_Task item:_
Could you reproduce all of the following entries exactly?
Exercise data: Begin
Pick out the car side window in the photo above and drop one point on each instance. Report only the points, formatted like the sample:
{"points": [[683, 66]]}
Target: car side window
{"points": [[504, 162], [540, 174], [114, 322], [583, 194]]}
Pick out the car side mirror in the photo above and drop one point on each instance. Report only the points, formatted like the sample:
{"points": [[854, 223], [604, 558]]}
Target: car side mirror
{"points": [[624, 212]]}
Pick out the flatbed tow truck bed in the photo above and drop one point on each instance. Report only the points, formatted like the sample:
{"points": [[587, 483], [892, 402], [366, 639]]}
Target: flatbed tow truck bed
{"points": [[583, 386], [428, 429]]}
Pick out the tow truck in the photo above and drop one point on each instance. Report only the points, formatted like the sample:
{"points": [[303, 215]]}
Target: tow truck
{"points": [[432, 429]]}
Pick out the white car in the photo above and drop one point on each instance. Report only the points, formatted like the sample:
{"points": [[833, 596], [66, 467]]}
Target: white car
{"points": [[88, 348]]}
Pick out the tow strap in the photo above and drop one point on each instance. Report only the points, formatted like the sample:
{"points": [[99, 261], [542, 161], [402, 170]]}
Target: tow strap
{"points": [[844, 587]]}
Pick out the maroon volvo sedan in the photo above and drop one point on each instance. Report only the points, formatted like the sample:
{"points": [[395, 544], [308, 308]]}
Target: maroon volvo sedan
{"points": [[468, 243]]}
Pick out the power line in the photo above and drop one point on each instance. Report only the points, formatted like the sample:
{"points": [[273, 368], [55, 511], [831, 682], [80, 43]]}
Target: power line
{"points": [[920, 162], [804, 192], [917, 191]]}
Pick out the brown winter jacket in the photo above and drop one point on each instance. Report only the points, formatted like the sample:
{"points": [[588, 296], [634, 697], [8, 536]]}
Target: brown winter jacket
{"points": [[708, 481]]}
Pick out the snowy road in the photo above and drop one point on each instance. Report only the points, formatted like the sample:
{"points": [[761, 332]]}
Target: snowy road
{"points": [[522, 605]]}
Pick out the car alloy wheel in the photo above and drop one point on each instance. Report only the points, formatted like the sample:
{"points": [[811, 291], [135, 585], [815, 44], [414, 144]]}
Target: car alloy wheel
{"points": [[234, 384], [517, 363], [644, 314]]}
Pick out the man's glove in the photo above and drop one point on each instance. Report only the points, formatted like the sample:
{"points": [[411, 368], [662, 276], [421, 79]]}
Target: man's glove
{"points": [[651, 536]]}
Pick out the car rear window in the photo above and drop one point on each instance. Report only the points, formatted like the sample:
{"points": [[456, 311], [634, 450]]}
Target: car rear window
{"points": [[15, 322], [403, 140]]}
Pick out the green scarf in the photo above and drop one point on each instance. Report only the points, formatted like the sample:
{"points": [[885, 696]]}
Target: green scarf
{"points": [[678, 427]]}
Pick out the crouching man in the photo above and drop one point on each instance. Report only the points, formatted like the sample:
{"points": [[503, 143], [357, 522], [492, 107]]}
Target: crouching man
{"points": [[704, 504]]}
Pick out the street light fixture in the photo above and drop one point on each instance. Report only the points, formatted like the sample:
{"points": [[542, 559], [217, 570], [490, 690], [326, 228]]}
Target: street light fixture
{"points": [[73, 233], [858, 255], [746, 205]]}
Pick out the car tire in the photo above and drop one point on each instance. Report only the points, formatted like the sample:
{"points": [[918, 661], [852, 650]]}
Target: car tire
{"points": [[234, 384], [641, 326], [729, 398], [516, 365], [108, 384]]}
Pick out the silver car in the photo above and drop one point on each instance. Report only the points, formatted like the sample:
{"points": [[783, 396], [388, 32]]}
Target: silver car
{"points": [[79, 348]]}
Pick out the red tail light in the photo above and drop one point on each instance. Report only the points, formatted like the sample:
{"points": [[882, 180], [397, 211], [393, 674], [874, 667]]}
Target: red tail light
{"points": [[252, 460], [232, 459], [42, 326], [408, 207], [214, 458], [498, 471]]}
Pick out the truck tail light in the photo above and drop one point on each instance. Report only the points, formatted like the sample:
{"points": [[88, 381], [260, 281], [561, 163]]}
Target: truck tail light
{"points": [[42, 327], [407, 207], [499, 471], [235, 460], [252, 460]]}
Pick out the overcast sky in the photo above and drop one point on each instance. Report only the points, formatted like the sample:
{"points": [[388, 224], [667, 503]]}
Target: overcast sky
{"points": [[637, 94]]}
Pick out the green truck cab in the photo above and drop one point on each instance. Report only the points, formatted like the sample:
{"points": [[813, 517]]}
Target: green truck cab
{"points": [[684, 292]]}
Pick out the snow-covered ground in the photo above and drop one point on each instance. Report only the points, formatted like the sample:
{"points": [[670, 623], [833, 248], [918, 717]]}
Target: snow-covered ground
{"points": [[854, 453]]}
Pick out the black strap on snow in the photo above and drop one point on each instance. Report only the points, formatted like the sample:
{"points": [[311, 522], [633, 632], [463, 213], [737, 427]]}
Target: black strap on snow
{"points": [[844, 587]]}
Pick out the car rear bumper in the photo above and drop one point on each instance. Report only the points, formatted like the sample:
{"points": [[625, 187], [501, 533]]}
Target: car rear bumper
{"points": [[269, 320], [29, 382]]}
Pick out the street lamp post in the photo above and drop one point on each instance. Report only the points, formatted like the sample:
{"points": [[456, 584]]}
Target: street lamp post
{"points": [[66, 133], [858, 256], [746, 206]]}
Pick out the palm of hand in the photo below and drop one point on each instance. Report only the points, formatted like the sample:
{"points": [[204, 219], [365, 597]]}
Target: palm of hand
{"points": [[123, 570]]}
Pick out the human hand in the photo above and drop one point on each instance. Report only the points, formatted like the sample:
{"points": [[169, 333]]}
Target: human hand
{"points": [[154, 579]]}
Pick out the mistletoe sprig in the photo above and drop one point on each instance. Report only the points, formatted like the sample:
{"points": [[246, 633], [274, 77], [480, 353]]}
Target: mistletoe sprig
Exercise data: End
_Completed exercise:_
Pick out the car side window in the photo above and drop one point on each instance. Report only the points, formatted like the sample:
{"points": [[683, 66]]}
Target: car side window
{"points": [[504, 162], [540, 174], [114, 322], [583, 194]]}
Pick out the car side mirror in the photo above and drop one point on each instance. Report only the points, formatted like the sample:
{"points": [[854, 223], [604, 558]]}
Target: car side mirror
{"points": [[624, 212]]}
Pick out the flatbed tow truck bed in the photo above and drop one point on each instance. Report only the points, formatted like the sample:
{"points": [[587, 483], [892, 402], [366, 639]]}
Target: flatbed tow truck bed
{"points": [[583, 386], [428, 429]]}
Pick out the tow truck in the photo above and drop one point on each instance. Report only the points, formatted like the sample:
{"points": [[303, 215]]}
Target: tow truck
{"points": [[432, 429]]}
Pick out the white car in the photo above and drop one point on each instance. Report only the points, formatted like the sample:
{"points": [[833, 596], [66, 467]]}
Target: white car
{"points": [[88, 348]]}
Pick out the tow strap in the photo above and drop one point on each instance. Report only the points, formatted like the sample:
{"points": [[99, 261], [542, 161], [402, 170]]}
Target: tow strap
{"points": [[844, 587]]}
Pick out the maroon volvo sedan in the photo above and drop one point on each instance. Report only the points, formatted like the sample:
{"points": [[395, 544], [308, 308]]}
Target: maroon volvo sedan
{"points": [[468, 243]]}
Pick out the power line in the photo above and drop one point on each instance. Report only the points, formatted like the sample:
{"points": [[273, 368], [55, 511], [831, 682], [80, 43]]}
Target: power line
{"points": [[920, 162], [804, 192], [917, 191]]}
Pick out the brown winter jacket in the photo above and drop one point on each instance. Report only the points, formatted like the sample:
{"points": [[588, 296], [634, 697], [8, 536]]}
Target: brown winter jacket
{"points": [[708, 481]]}
Pick out the snowy road in the photo above and drop one point on each instance. Report only the points, formatted like the sample:
{"points": [[761, 332]]}
Target: snowy road
{"points": [[522, 605]]}
Pick out the car alloy wheel in the photo above and drop one point on each instance. Report only the points, formatted like the sample:
{"points": [[811, 291], [135, 585], [815, 44], [414, 144]]}
Target: car alloy wheel
{"points": [[234, 384], [517, 363], [644, 314]]}
Pick out the man's glove in the photo above and drop one point on each instance. Report only the points, formatted like the sample:
{"points": [[411, 368], [662, 276], [421, 79]]}
Target: man's glove
{"points": [[651, 536]]}
Pick out the car rear window in the photo above and drop one point on each instance. Report only the points, formatted like the sample:
{"points": [[456, 311], [634, 450]]}
Target: car rear window
{"points": [[15, 322], [403, 140]]}
Pick out the green scarf in the photo above and drop one point on each instance. Report only the points, formatted like the sample:
{"points": [[885, 696]]}
Target: green scarf
{"points": [[678, 427]]}
Pick out the crouching man in the photo above and drop one point on each instance. Report only the points, formatted like the sample:
{"points": [[503, 143], [357, 522], [492, 107]]}
Target: crouching man
{"points": [[704, 504]]}
Pick out the street light fixture in the photo above and drop one point on each instance. Report only the points, formatted like the sample:
{"points": [[542, 559], [217, 570], [490, 690], [326, 228]]}
Target: street light fixture
{"points": [[73, 233], [858, 255], [746, 205]]}
Pick out the car tire in the photo above and drop one point on each instance. Report only the points, formatted like the sample:
{"points": [[918, 661], [852, 650]]}
Target: car tire
{"points": [[234, 384], [641, 326], [729, 398], [516, 365], [108, 384]]}
Pick out the silver car in the photo above and drop one point on each instance. Report only the points, formatted like the sample:
{"points": [[783, 396], [388, 32]]}
Target: silver car
{"points": [[79, 348]]}
Pick out the red tail light in the photo above and drop one point on each instance. Report only the points, formatted like the sample:
{"points": [[882, 180], [397, 211], [393, 674], [874, 667]]}
Target: red tail light
{"points": [[252, 460], [232, 459], [42, 326], [408, 207], [214, 458], [498, 471]]}
Pick out the truck tail light in the photo above and drop one point on each instance. Report only the points, formatted like the sample:
{"points": [[88, 381], [260, 281], [561, 163]]}
Target: truck tail light
{"points": [[42, 327], [407, 207], [499, 471], [235, 460], [252, 460]]}
Pick out the overcast sky in the photo above and drop one point on each instance. Report only the points, formatted like the sample:
{"points": [[388, 224], [667, 503]]}
Target: overcast sky
{"points": [[637, 94]]}
Pick out the green truck cab in the photo above and drop one point on each instance. Report only the points, formatted like the sample:
{"points": [[813, 517]]}
Target: green truck cab
{"points": [[684, 292]]}
Pick out the snow-covered ground in the photo above and drop one point on each instance. Report only the points, formatted like the sample:
{"points": [[670, 623], [833, 248], [918, 717]]}
Target: snow-covered ground
{"points": [[854, 453]]}
Pick out the black strap on snow in the photo above and drop one point on each instance. Report only the points, formatted like the sample:
{"points": [[311, 522], [633, 632], [463, 213], [737, 427]]}
Target: black strap on snow
{"points": [[844, 587]]}
Pick out the car rear bumper in the photo above and drop one point on each instance. Report only the points, formatted like the sample:
{"points": [[625, 187], [501, 533]]}
Target: car rear bumper
{"points": [[269, 320], [29, 382]]}
Pick out the street lamp post in the photo above and drop one point on each instance. Report only the points, formatted like the sample:
{"points": [[456, 584]]}
Target: street lamp post
{"points": [[66, 133], [858, 256], [746, 206]]}
Pick out the palm of hand in the photo below and drop one point on each instance. Report only the points, formatted like the sample:
{"points": [[204, 219], [365, 597]]}
Target: palm of hand
{"points": [[123, 570]]}
Pick out the human hand in the photo above and drop one point on each instance. Report only the points, formatted like the sample:
{"points": [[169, 333]]}
Target: human hand
{"points": [[154, 579]]}
Pick out the mistletoe sprig in the photo above and drop one point on each instance. Report only the points, formatted like the sample:
{"points": [[246, 633], [274, 77], [480, 353]]}
Target: mistletoe sprig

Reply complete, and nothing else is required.